- **Exercise aim**
List each line in the material below that contains the string "softball", treating uppercase and lowercase letters as distinct.

### Dataset extract

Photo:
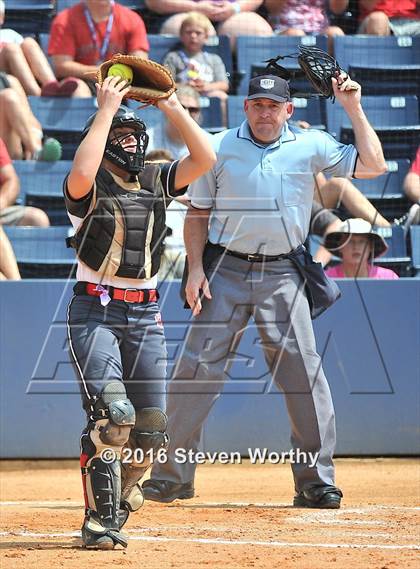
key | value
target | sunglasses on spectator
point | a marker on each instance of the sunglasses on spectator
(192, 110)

######
### Dataset extract

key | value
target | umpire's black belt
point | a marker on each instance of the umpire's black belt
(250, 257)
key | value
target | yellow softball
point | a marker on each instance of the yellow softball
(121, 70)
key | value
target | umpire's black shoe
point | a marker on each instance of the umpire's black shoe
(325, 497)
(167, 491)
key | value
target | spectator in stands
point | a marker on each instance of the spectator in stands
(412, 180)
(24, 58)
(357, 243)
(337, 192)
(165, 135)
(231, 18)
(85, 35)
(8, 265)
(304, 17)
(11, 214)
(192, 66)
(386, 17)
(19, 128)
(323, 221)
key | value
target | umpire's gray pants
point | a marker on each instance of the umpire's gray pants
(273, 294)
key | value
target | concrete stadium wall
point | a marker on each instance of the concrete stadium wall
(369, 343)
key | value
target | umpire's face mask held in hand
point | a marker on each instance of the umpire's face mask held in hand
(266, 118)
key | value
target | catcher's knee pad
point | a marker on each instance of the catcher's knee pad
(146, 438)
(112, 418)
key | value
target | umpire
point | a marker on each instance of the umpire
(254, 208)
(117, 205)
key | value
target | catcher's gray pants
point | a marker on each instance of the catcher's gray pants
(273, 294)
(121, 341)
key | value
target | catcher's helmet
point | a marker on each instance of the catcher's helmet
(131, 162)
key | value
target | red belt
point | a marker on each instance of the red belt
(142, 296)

######
### Dataset extract

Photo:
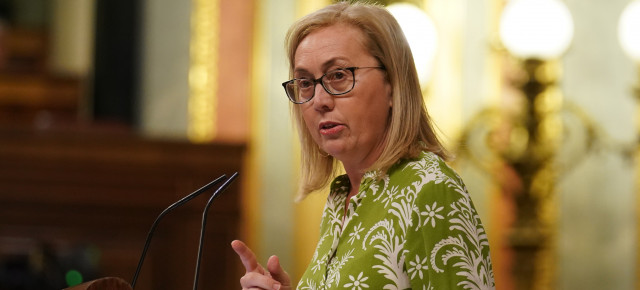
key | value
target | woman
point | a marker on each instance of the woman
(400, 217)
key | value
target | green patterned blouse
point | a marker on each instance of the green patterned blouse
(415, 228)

######

- **Answer to this problem**
target | yellow softball
point | a marker on each instance of the yellow softball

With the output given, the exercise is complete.